§ **Your instructions**
Copy each line of the data below word for word, leaving out the pictures.

§ **Image box annotation data**

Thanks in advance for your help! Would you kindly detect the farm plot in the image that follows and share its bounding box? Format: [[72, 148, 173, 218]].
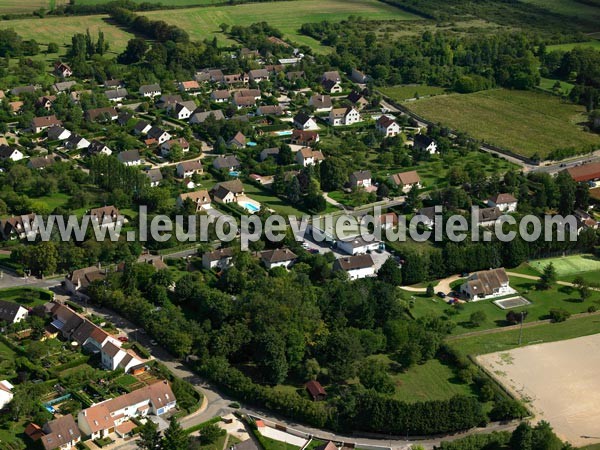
[[407, 89, 600, 158], [477, 334, 600, 447], [144, 0, 418, 52]]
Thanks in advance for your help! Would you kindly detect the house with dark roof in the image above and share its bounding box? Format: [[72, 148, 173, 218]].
[[304, 380, 327, 402], [460, 267, 514, 301], [139, 84, 162, 98], [333, 254, 375, 280], [0, 300, 29, 324], [40, 414, 81, 450], [260, 248, 298, 269]]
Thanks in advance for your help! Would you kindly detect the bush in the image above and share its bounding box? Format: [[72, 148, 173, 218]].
[[550, 308, 571, 322]]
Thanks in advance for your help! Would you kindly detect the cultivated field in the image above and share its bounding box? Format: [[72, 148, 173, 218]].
[[0, 0, 68, 15], [407, 89, 600, 158], [529, 255, 600, 278], [477, 334, 600, 446], [0, 15, 133, 53], [144, 0, 417, 51]]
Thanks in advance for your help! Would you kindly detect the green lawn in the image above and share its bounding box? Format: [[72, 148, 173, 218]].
[[529, 255, 600, 281], [379, 84, 446, 102], [450, 315, 600, 355], [373, 355, 473, 402], [144, 0, 417, 52], [0, 288, 52, 308], [407, 89, 600, 158]]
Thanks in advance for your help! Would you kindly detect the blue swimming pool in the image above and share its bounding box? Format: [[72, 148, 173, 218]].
[[238, 202, 260, 213]]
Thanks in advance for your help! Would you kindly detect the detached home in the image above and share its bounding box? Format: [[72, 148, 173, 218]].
[[333, 254, 375, 280]]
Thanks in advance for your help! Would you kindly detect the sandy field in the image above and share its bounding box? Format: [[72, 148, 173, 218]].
[[477, 334, 600, 447]]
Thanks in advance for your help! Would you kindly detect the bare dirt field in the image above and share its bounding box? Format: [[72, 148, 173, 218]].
[[477, 334, 600, 447]]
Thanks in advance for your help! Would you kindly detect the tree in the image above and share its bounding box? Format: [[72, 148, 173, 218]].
[[377, 258, 402, 286], [136, 420, 161, 450], [538, 263, 556, 290], [469, 311, 487, 327], [160, 417, 190, 450]]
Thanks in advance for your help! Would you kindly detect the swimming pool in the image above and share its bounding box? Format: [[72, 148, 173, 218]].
[[238, 202, 260, 213]]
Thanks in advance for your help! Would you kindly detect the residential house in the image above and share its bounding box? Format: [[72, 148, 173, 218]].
[[333, 254, 375, 280], [0, 300, 29, 326], [65, 134, 90, 150], [177, 189, 212, 212], [210, 89, 231, 103], [211, 179, 244, 203], [460, 267, 514, 302], [48, 125, 71, 141], [258, 147, 279, 162], [413, 134, 437, 155], [0, 213, 38, 241], [54, 62, 73, 78], [87, 139, 112, 156], [65, 266, 106, 298], [304, 380, 327, 402], [148, 127, 171, 144], [104, 88, 129, 102], [146, 169, 163, 187], [89, 205, 123, 228], [227, 131, 246, 148], [390, 170, 421, 194], [329, 107, 361, 127], [213, 155, 242, 172], [290, 130, 319, 147], [477, 206, 504, 227], [260, 248, 298, 269], [256, 105, 285, 116], [566, 162, 600, 187], [31, 114, 62, 133], [178, 80, 200, 92], [295, 147, 325, 167], [348, 91, 369, 110], [308, 94, 333, 112], [337, 236, 381, 255], [248, 69, 269, 83], [0, 144, 25, 161], [52, 81, 77, 92], [350, 69, 369, 84], [40, 414, 81, 450], [487, 193, 517, 212], [350, 170, 371, 189], [156, 94, 183, 109], [133, 120, 152, 135], [117, 150, 142, 166], [27, 156, 54, 170], [294, 112, 319, 130], [202, 247, 234, 269], [160, 138, 190, 156], [375, 115, 400, 137], [189, 109, 225, 124], [177, 159, 204, 178], [77, 380, 177, 439], [139, 84, 162, 97], [0, 380, 14, 411], [85, 106, 119, 122]]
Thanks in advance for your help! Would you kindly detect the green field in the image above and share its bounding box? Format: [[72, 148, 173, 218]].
[[144, 0, 417, 52], [407, 89, 600, 158], [379, 84, 446, 102], [0, 0, 69, 14], [546, 39, 600, 52], [529, 255, 600, 281], [450, 314, 600, 355], [0, 15, 133, 53], [521, 0, 600, 23], [368, 355, 473, 402]]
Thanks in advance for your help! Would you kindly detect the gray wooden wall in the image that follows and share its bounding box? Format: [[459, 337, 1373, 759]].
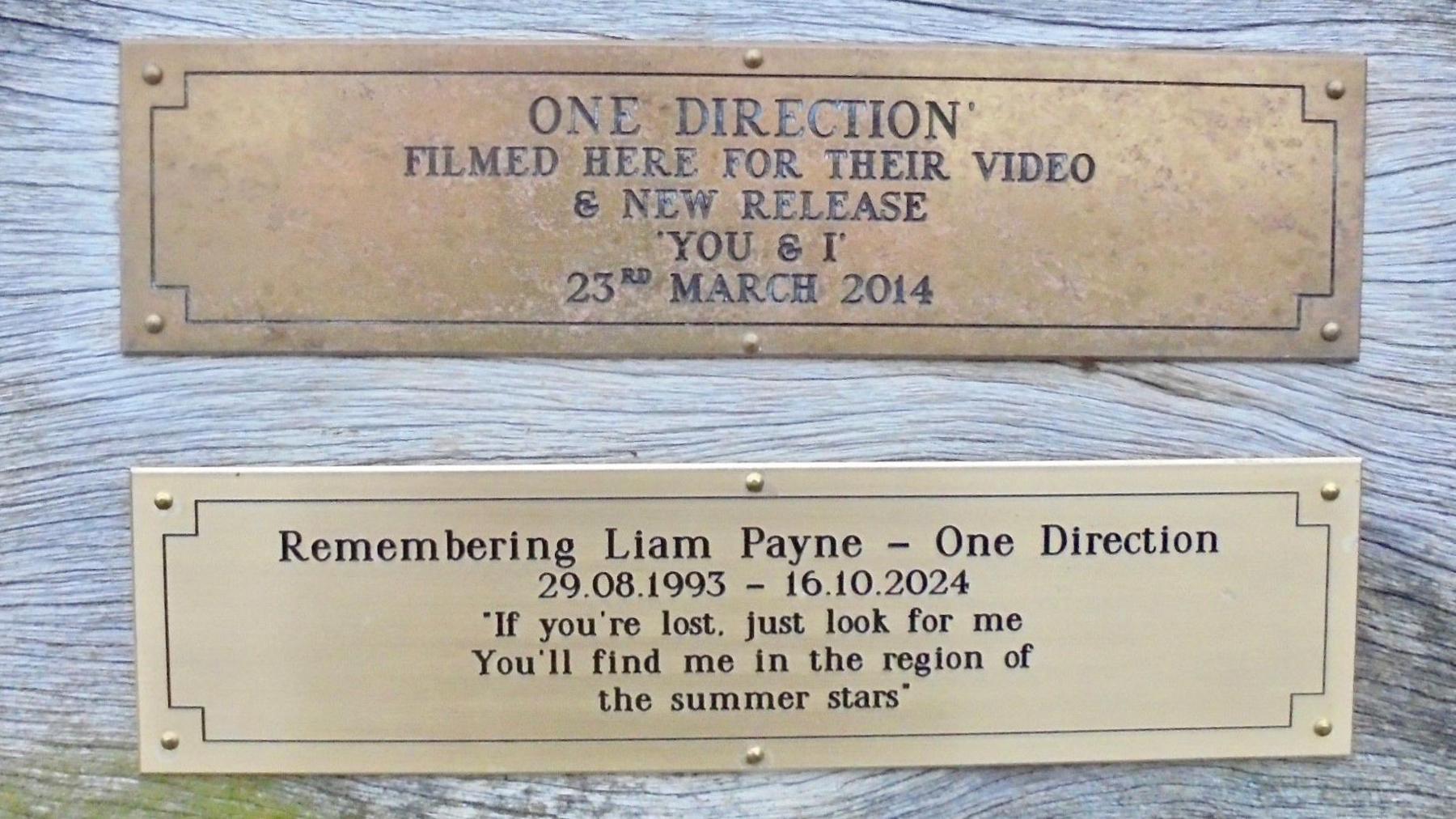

§ **Output of the task**
Thanks in advance for your help! Would you kindly detect the farm plot in the image that follows and share its bounding box? Format: [[72, 148, 173, 218]].
[[407, 89, 600, 158], [477, 334, 600, 447], [144, 0, 418, 52]]
Thanks in advance for your help! Would you kindly detect the house with dark roof in the image above and share its bounding box? Format: [[72, 148, 173, 218]].
[[304, 380, 327, 402], [460, 267, 514, 301], [139, 84, 162, 98], [333, 254, 375, 280], [0, 300, 29, 324], [40, 414, 81, 450], [260, 248, 298, 269]]
Thanks in advance for your help! Would you kindly detect the bush in the image above and share its bounding box? Format: [[72, 148, 173, 218]].
[[550, 308, 571, 322]]
Thanks in advance for your help! Would you kindly detect the cultivated field in the image above and share its bounding box? Format: [[72, 148, 173, 218]].
[[0, 0, 68, 15], [407, 89, 600, 158], [529, 255, 600, 278], [477, 334, 600, 446], [0, 15, 133, 53], [144, 0, 417, 51]]
Thanks in advance for your help! Would you kindly detect the green lawn in the image above and share its bounding box? Format: [[72, 148, 173, 218]].
[[529, 255, 600, 281], [379, 84, 446, 102], [450, 315, 600, 355], [373, 355, 473, 402], [144, 0, 417, 52], [0, 288, 52, 308], [407, 89, 600, 158]]
Thanks in advance for your help! Would you kindly detect the blue swimming pool in the image above and share its bounding box? Format: [[72, 148, 173, 218]].
[[238, 202, 260, 213]]
Thanks in advance for your help! Would you kindly detect the detached home in the image above and share its bounding box? Format: [[72, 148, 173, 218]].
[[333, 254, 375, 280]]
Thanks in advance for your help! Would you kindly detect the sandy field in the image above and share its bounding box? Format: [[72, 148, 173, 218]].
[[477, 334, 600, 447]]
Thanks in advance for your help! Would you kindly detect the bare dirt field in the image above and share its bounding box? Format: [[72, 148, 173, 218]].
[[477, 334, 600, 447]]
Thanks in advance for your help! Would you kindly detect the tree in the image above and share its bounding box? Format: [[72, 148, 173, 218]].
[[377, 258, 402, 286], [136, 420, 161, 450], [538, 263, 556, 290], [469, 311, 487, 327], [160, 417, 190, 450]]
Thanks in advance for your help! Would you kindly detect the swimming pool in the image above and share its bounding box? Format: [[72, 148, 173, 218]].
[[238, 202, 260, 213]]
Thanks in advance for your help! Would you kindly detect the residential house in the image above and share its bounding box? Format: [[72, 148, 173, 218]].
[[333, 254, 375, 280], [0, 300, 29, 326], [65, 134, 90, 150], [177, 189, 212, 212], [210, 89, 231, 103], [211, 179, 244, 203], [460, 267, 514, 302], [48, 125, 71, 141], [258, 147, 279, 162], [413, 134, 437, 155], [0, 213, 38, 241], [54, 62, 73, 78], [87, 139, 112, 156], [65, 266, 106, 298], [304, 380, 327, 402], [148, 127, 171, 144], [104, 88, 129, 102], [146, 169, 163, 187], [89, 205, 123, 228], [227, 131, 246, 148], [390, 170, 421, 194], [329, 107, 361, 127], [213, 155, 242, 172], [290, 130, 319, 147], [477, 206, 504, 227], [260, 248, 298, 269], [256, 105, 285, 116], [566, 162, 600, 187], [31, 114, 62, 133], [178, 80, 200, 92], [295, 147, 325, 167], [348, 91, 369, 110], [308, 94, 333, 112], [337, 236, 381, 255], [248, 69, 269, 83], [0, 144, 25, 161], [52, 81, 77, 92], [350, 69, 369, 84], [40, 414, 81, 450], [487, 193, 517, 212], [350, 170, 371, 189], [156, 94, 183, 109], [133, 120, 152, 135], [117, 150, 142, 166], [27, 156, 54, 170], [294, 112, 319, 130], [202, 247, 234, 269], [160, 138, 190, 156], [375, 115, 400, 137], [189, 109, 225, 124], [177, 159, 204, 178], [77, 380, 177, 439], [139, 84, 162, 97], [0, 380, 14, 411], [85, 106, 119, 122]]
Thanks in advance for your help! Would you kindly detect the green field in the image above and share its bounding box? Format: [[72, 148, 173, 218]].
[[144, 0, 417, 52], [407, 89, 600, 158], [379, 84, 446, 102], [0, 0, 69, 14], [546, 39, 600, 52], [529, 255, 600, 281], [450, 314, 600, 355], [0, 15, 133, 53], [521, 0, 600, 23], [368, 355, 473, 402]]
Thanks in advance for your help! Would you kindly detect the gray wooden wall in the image that follows and share its bounding box? Format: [[459, 337, 1373, 759]].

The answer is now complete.